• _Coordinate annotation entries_
>>

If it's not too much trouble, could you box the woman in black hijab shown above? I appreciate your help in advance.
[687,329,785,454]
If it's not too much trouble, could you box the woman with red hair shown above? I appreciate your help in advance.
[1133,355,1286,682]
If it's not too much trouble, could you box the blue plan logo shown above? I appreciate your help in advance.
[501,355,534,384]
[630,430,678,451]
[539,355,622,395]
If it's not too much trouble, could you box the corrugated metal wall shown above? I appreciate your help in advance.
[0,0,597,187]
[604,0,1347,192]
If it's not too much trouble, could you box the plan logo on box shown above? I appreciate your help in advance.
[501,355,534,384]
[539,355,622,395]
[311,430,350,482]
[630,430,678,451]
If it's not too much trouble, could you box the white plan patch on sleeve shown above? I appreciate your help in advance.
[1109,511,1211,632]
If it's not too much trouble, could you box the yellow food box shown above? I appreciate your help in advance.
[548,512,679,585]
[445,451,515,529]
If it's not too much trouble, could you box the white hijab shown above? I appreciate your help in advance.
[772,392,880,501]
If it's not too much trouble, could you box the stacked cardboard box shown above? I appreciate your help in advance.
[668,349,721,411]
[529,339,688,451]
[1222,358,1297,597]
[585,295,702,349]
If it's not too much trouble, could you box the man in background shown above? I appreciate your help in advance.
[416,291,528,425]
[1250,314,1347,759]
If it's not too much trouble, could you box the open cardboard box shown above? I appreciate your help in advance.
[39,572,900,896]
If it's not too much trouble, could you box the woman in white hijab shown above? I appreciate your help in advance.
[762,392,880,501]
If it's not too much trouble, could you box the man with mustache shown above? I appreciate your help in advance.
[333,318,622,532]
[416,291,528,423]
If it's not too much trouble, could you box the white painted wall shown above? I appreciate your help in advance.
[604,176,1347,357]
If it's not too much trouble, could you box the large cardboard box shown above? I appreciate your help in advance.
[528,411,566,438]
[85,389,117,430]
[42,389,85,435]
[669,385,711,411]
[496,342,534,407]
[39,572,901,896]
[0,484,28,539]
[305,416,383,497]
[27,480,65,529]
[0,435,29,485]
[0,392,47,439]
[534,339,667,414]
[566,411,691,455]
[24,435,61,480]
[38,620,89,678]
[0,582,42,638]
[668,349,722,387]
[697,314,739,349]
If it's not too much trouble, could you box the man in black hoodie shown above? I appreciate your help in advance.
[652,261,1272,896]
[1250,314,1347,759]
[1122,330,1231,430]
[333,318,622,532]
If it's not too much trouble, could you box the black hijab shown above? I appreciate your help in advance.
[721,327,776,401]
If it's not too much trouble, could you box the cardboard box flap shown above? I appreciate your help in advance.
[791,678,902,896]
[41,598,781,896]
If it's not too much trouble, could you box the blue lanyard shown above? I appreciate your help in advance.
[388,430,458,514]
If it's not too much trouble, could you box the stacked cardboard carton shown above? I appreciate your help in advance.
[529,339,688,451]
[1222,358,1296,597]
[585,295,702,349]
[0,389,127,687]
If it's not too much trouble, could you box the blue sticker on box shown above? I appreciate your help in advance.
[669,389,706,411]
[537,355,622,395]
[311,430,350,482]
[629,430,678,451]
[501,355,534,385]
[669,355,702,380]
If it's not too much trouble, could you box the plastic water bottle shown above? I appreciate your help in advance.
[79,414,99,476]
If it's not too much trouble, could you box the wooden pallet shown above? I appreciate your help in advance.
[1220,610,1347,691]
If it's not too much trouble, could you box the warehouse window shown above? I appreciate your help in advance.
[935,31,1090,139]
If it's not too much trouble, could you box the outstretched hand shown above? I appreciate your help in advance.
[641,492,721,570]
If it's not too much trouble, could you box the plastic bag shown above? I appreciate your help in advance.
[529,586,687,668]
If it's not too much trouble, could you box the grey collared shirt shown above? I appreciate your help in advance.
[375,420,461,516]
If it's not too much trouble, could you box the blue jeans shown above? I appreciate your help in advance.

<<

• _THE REQUEST_
Can you reproduce all of the rows above word for word, changing nothing?

• _COMPLETE OUTPUT_
If it's not too much trouble, could you box the woman in black hijab shown above? I appreciate your help in advance.
[687,329,785,454]
If it's not too much trouble, could you box the woman with red hair shown above? I appreciate your help in advance.
[1133,355,1286,682]
If it's not too much trouble, could you box the blue plan logo shown above? I appreciate your help in advance.
[501,355,534,384]
[630,430,678,451]
[539,355,622,395]
If it's not too much trouble, could you box the corrugated metal wall shown above? I appreciate your help in advance.
[0,0,597,187]
[604,0,1347,192]
If it's not too much trouble, could you box the plan logo on box shown above? I appreciate your help in advance.
[501,355,534,384]
[539,355,622,395]
[311,430,350,482]
[630,430,678,451]
If it's not too much trouble, could you box the white plan patch on sleeve shown above? I appreciate your help in advance.
[1109,511,1211,632]
If it's not too much trouble, could you box the yellow food box shown above? I appreciate your help in advance.
[548,512,679,585]
[445,451,515,529]
If it's not too much trouble, could you box the white hijab shown above? I appreciate your help in advance.
[772,392,880,501]
If it's not too much trouble, could you box the stacked cardboard box shown above? I appreciate your help in advance.
[668,349,721,411]
[529,339,688,451]
[1222,358,1297,597]
[585,295,702,349]
If it's not too much trouble, could you box the man in background shown above? I appreciate your help in advance.
[416,291,528,425]
[1250,314,1347,759]
If it's not too much trouble, could you box the open cardboard box shown above? I appreciate your help in advance.
[39,572,900,896]
If it's not too much trouble, could you box the woman in white hijab shown above? I appreciate your help in advance.
[762,392,880,501]
If it's not too much trouble, could you box the man with mustache shown above? I appreciate your help in advance.
[333,318,622,532]
[416,291,528,423]
If it's not too much trouble, could you box the white painted wall shown above? I appreciate your help in advance.
[604,176,1347,357]
If it's not too much trouble, could you box the large cardboard box shown above? I appreciate your help in advance.
[528,411,566,438]
[85,389,117,430]
[42,389,85,435]
[669,385,711,411]
[496,342,534,407]
[39,572,901,896]
[0,484,28,539]
[305,416,383,497]
[27,480,65,529]
[0,435,29,485]
[0,392,47,439]
[534,339,667,414]
[566,411,691,455]
[24,435,61,480]
[38,620,89,678]
[0,582,42,638]
[668,349,722,387]
[697,314,739,349]
If it's not too much trouble, could you box the man in black hoodie shown above? I appreciate your help in advance.
[652,261,1272,896]
[1250,314,1347,759]
[1122,330,1231,430]
[333,318,622,532]
If it's not too much trouble, could you box the black hijab shown above? I appreciate your help in advance.
[721,327,776,401]
If it's not too much trouble, could you box the cardboard box flap shown above? I appreciate your help in advance.
[791,678,902,896]
[41,598,781,896]
If it's not too much trouble, could you box the blue lanyard shown above? I appreciate your help in advance.
[388,430,458,514]
If it's not too much trouble, could you box the stacked cardboard carton shown above? I appreciate your help in advance.
[529,339,688,451]
[1222,358,1296,597]
[585,295,702,349]
[0,389,127,687]
If it's not too much trouble, could you box the blue sticker on box shown above? I appreciate your help in advance.
[669,389,706,411]
[537,355,622,395]
[311,430,350,482]
[629,430,678,451]
[501,355,534,385]
[669,355,702,380]
If it's not too much trouble, could you box the plastic water bottle shown above? I appreciate your help in advance.
[79,414,99,476]
If it's not too much trouble, could you box the wooden pallet shown above? I appreciate your help in advance.
[1220,610,1347,691]
If it's not too much trouble, could you box the warehouse window shown above? I appreciate your help in advance.
[935,31,1090,139]
If it's not too much trouble, could you box the outstretched hand shown above? I appreciate your help in advance.
[641,492,721,570]
If it's not too much trouble, could you box the plastic bag shown above? I appreciate your help in advance.
[529,586,687,668]
If it's not too much trouble, could you box the grey collared shirt shown above? I appreciate your help in advance.
[375,420,461,516]
If it's not too much trouble, could you box the blue jeans shown above? I appreciate your help in advance.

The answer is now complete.